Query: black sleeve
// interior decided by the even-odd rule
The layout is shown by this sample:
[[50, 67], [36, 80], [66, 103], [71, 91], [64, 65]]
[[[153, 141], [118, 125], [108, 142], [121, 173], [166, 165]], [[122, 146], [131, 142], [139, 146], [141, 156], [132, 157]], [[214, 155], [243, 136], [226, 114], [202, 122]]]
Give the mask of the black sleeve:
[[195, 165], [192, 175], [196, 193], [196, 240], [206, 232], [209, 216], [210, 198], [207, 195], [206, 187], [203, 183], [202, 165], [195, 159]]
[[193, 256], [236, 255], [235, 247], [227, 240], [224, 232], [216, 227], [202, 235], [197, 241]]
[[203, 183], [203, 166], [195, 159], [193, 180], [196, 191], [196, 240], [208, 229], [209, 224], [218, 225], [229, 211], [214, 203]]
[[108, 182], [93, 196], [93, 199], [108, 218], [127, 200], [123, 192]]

— STATED PROBLEM —
Copy out the entire listing above, with each x and y value in the answer outlines offset by 117. Everything else stays as it is.

— THE RESULT —
Query: black sleeve
// interior decided by the even-odd rule
The layout is shown by this sample:
[[50, 67], [36, 80], [66, 103], [71, 91], [64, 65]]
[[[153, 141], [118, 125], [108, 142], [121, 173], [166, 165]], [[122, 146], [131, 142], [139, 146], [141, 156], [132, 157]], [[214, 155], [243, 136], [226, 114], [202, 122]]]
Give the mask of the black sleeve:
[[312, 282], [309, 292], [313, 310], [313, 357], [323, 349], [326, 333], [327, 315], [324, 312], [323, 304], [320, 300], [319, 282], [312, 276]]
[[310, 373], [353, 372], [352, 364], [344, 357], [341, 349], [333, 344], [319, 352], [314, 358]]
[[320, 300], [320, 283], [312, 276], [310, 297], [313, 308], [313, 357], [325, 346], [326, 341], [335, 342], [346, 328], [331, 320]]
[[225, 299], [210, 313], [210, 316], [225, 335], [244, 317], [240, 309]]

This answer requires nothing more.